→ **EXERCISE INPUT**:
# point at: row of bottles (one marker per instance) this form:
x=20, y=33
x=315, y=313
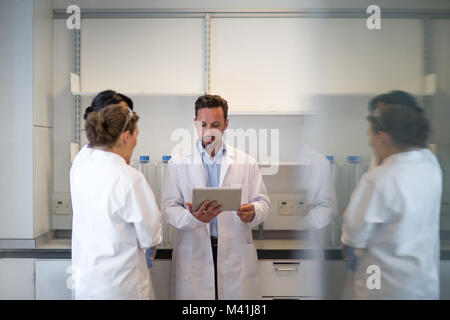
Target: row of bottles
x=346, y=176
x=154, y=174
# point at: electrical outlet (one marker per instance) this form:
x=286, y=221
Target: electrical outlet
x=285, y=207
x=61, y=206
x=301, y=208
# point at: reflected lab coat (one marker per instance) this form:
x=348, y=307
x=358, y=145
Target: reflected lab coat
x=115, y=217
x=393, y=220
x=192, y=267
x=321, y=189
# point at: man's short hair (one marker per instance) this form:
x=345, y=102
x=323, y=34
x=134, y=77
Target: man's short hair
x=395, y=97
x=211, y=101
x=408, y=128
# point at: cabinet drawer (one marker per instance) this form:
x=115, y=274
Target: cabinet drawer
x=290, y=278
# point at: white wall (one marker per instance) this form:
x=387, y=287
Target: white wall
x=246, y=4
x=440, y=113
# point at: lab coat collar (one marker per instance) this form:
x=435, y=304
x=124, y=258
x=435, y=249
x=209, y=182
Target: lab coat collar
x=194, y=157
x=105, y=156
x=406, y=156
x=202, y=150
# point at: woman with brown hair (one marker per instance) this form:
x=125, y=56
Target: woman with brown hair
x=115, y=216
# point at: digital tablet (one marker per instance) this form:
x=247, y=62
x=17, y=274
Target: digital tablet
x=228, y=197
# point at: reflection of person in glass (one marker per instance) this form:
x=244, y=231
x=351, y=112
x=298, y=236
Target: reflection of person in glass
x=392, y=220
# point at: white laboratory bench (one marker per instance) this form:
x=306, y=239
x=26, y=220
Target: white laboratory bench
x=287, y=267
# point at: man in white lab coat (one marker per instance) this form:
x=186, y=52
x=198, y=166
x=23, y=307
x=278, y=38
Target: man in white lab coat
x=392, y=220
x=214, y=256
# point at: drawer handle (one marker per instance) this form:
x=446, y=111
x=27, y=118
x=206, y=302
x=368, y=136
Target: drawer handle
x=286, y=263
x=286, y=268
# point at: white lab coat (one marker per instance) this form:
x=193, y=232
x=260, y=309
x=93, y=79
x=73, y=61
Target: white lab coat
x=192, y=260
x=393, y=220
x=321, y=189
x=115, y=217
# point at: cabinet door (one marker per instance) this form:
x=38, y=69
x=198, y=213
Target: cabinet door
x=16, y=279
x=53, y=279
x=290, y=278
x=445, y=280
x=161, y=278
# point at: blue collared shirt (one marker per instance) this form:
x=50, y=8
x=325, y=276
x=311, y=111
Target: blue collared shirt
x=212, y=168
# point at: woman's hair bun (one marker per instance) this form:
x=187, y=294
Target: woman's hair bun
x=87, y=111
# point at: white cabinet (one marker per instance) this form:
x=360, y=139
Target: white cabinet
x=25, y=127
x=161, y=278
x=16, y=279
x=290, y=279
x=445, y=280
x=335, y=279
x=53, y=279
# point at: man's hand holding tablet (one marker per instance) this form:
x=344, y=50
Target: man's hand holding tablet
x=207, y=211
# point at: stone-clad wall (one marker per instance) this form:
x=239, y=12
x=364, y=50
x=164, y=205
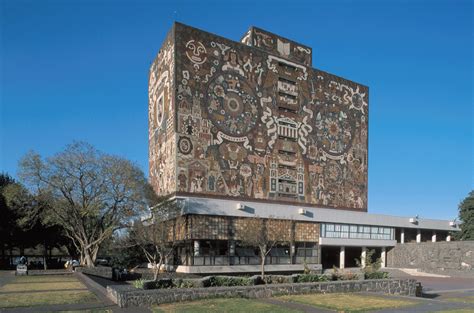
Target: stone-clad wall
x=126, y=296
x=257, y=122
x=101, y=271
x=439, y=256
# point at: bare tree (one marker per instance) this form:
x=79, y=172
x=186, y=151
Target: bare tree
x=90, y=194
x=265, y=234
x=156, y=236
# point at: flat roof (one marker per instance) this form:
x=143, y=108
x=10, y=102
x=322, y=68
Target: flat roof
x=211, y=206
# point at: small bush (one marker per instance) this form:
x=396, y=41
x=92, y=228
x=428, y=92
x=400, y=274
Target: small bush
x=158, y=284
x=277, y=279
x=310, y=278
x=376, y=275
x=338, y=274
x=228, y=281
x=138, y=283
x=185, y=283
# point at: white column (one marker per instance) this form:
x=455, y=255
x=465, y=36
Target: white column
x=342, y=256
x=363, y=256
x=196, y=247
x=231, y=248
x=383, y=257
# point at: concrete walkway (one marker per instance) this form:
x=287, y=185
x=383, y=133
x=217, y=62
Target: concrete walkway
x=295, y=306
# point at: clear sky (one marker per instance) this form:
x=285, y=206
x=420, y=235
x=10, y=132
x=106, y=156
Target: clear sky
x=77, y=70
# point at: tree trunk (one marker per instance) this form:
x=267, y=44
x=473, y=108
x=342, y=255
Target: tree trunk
x=157, y=270
x=88, y=258
x=45, y=266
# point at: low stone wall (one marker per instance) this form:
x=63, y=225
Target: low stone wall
x=126, y=296
x=101, y=271
x=433, y=256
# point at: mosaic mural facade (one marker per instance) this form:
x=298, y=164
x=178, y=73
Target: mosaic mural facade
x=253, y=120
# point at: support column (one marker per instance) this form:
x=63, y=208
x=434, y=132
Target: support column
x=231, y=251
x=363, y=257
x=383, y=257
x=342, y=255
x=196, y=247
x=292, y=252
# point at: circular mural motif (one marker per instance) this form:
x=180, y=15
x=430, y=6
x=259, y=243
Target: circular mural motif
x=185, y=145
x=196, y=52
x=334, y=130
x=232, y=105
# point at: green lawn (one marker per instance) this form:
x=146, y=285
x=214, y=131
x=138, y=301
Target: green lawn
x=348, y=302
x=85, y=311
x=468, y=299
x=222, y=305
x=339, y=302
x=44, y=290
x=457, y=311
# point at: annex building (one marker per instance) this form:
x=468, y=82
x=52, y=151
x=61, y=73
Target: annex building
x=250, y=129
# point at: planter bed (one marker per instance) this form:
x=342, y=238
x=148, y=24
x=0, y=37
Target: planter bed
x=126, y=296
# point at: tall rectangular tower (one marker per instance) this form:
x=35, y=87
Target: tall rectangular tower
x=252, y=120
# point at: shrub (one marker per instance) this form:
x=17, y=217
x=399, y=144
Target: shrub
x=338, y=274
x=377, y=275
x=217, y=281
x=186, y=283
x=310, y=278
x=158, y=284
x=138, y=283
x=277, y=279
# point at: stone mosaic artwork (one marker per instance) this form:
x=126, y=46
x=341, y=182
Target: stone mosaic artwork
x=253, y=120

→ **ABOUT THIS EXERCISE**: If a record holds a picture, leave the picture out, but copy everything else exactly.

→ **ANSWER SECTION**:
# point at: row of bottles (one marker per instance) this form:
x=20, y=33
x=315, y=313
Target: row of bottles
x=346, y=176
x=154, y=174
# point at: electrical outlet (one marker per instance) this form:
x=286, y=221
Target: electrical outlet
x=285, y=207
x=61, y=206
x=301, y=208
# point at: reflected lab coat (one marker per instance) this form:
x=348, y=307
x=358, y=145
Target: reflected lab coat
x=115, y=217
x=393, y=220
x=192, y=267
x=321, y=189
# point at: man's short hair (one marker per instance) this form:
x=345, y=102
x=323, y=34
x=134, y=77
Target: man's short hair
x=395, y=97
x=211, y=101
x=408, y=128
# point at: cabinet drawer (one marker per instance) this form:
x=115, y=274
Target: cabinet drawer
x=290, y=278
# point at: white wall (one marker per instance) this form:
x=387, y=287
Target: white wall
x=246, y=4
x=440, y=113
# point at: lab coat collar (one marker per instance) this form:
x=435, y=304
x=124, y=258
x=435, y=249
x=209, y=182
Target: lab coat collar
x=194, y=157
x=105, y=156
x=406, y=156
x=202, y=150
# point at: woman with brown hair (one marker per instance) this form:
x=125, y=56
Target: woman with brown hair
x=115, y=216
# point at: digital tablet (one marker per instance) this form:
x=247, y=62
x=17, y=274
Target: digital tablet
x=228, y=197
# point at: reflection of person in glass (one marker per instance) this form:
x=244, y=231
x=351, y=112
x=298, y=236
Target: reflection of person in glass
x=392, y=220
# point at: white laboratory bench (one marker per instance) this form:
x=306, y=239
x=26, y=220
Target: white laboratory bench
x=287, y=267
# point at: man in white lab coat (one marker per instance) this form:
x=186, y=52
x=198, y=166
x=23, y=307
x=278, y=38
Target: man in white lab coat
x=392, y=220
x=214, y=256
# point at: drawer handle (one marker per instance) this form:
x=446, y=111
x=27, y=118
x=206, y=302
x=368, y=136
Target: drawer handle
x=286, y=263
x=286, y=268
# point at: white lab coat (one marker per instance) this form:
x=193, y=232
x=260, y=309
x=93, y=79
x=73, y=61
Target: white lab coat
x=192, y=260
x=393, y=220
x=321, y=189
x=115, y=217
# point at: cabinet door (one marker per instance) this form:
x=38, y=69
x=198, y=213
Target: cabinet door
x=16, y=279
x=53, y=279
x=290, y=278
x=445, y=280
x=161, y=278
# point at: blue collared shirt (one marker per instance) this form:
x=50, y=8
x=325, y=276
x=311, y=111
Target: blue collared shirt
x=212, y=168
# point at: woman's hair bun (one marker per instance) this form:
x=187, y=294
Target: woman's hair bun
x=87, y=111
# point at: white cabinet (one marker per instance) this form:
x=360, y=139
Target: white cabinet
x=25, y=127
x=161, y=278
x=16, y=279
x=290, y=279
x=445, y=280
x=335, y=279
x=53, y=279
# point at: man's hand holding tablet (one marker per instance) this form:
x=344, y=50
Target: man's hand holding tablet
x=207, y=211
# point at: stone-clad wall (one marker per instance) this form:
x=239, y=12
x=364, y=50
x=164, y=205
Target: stone-clad wall
x=126, y=296
x=257, y=122
x=101, y=271
x=439, y=256
# point at: bare tree (one marker per instance) this form:
x=79, y=172
x=186, y=151
Target: bare tree
x=90, y=194
x=265, y=234
x=156, y=236
# point at: flat roof (one marker per instance) this form:
x=143, y=108
x=10, y=102
x=322, y=68
Target: flat roof
x=211, y=206
# point at: small bush (one marker per instance) this form:
x=396, y=41
x=92, y=228
x=428, y=92
x=400, y=274
Target: small bush
x=158, y=284
x=277, y=279
x=310, y=278
x=376, y=275
x=338, y=274
x=228, y=281
x=138, y=283
x=185, y=283
# point at: white column (one marker per instance) this form:
x=455, y=255
x=465, y=36
Target: white column
x=342, y=256
x=363, y=256
x=196, y=247
x=231, y=248
x=383, y=257
# point at: concrete walkway (one marker per instance) this form:
x=287, y=185
x=383, y=133
x=217, y=62
Target: concrete walkway
x=295, y=306
# point at: clear sky (one marker per instance) this form:
x=285, y=206
x=420, y=235
x=10, y=132
x=106, y=156
Target: clear sky
x=77, y=70
# point at: tree trunk (one marker per instance) this form:
x=267, y=44
x=473, y=108
x=342, y=255
Target: tree trunk
x=157, y=270
x=88, y=258
x=45, y=266
# point at: low stone wall (one marker per instance) this form:
x=63, y=225
Target: low stone wall
x=126, y=296
x=101, y=271
x=433, y=256
# point at: mosaic mural facade (one marker per instance) this form:
x=298, y=164
x=178, y=73
Target: mosaic mural facade
x=253, y=120
# point at: support column (one marker per instance) this form:
x=63, y=208
x=434, y=132
Target: support column
x=231, y=251
x=363, y=257
x=383, y=257
x=342, y=255
x=196, y=247
x=292, y=252
# point at: circular mural motif (one marker per instance) this form:
x=180, y=15
x=430, y=6
x=259, y=243
Target: circular mural motif
x=185, y=145
x=196, y=52
x=334, y=130
x=232, y=105
# point at: green lawn (one marker per instance) this form:
x=146, y=285
x=214, y=131
x=138, y=301
Target: green lawn
x=348, y=302
x=85, y=311
x=468, y=299
x=222, y=305
x=339, y=302
x=44, y=290
x=457, y=311
# point at: annex building (one marker per instance) this form:
x=468, y=82
x=52, y=151
x=61, y=73
Target: annex building
x=250, y=129
# point at: planter bed (one marker per instance) this form:
x=342, y=238
x=148, y=24
x=0, y=37
Target: planter bed
x=126, y=296
# point at: tall rectangular tower (one marker per instance) this form:
x=35, y=87
Target: tall rectangular tower
x=252, y=120
# point at: shrub (one marker per instance) this form:
x=17, y=217
x=399, y=144
Target: shrub
x=338, y=274
x=377, y=275
x=217, y=281
x=186, y=283
x=310, y=278
x=158, y=284
x=138, y=283
x=277, y=279
# point at: stone mosaic artwork (one marker per instance) this form:
x=126, y=46
x=341, y=182
Target: stone mosaic artwork
x=253, y=120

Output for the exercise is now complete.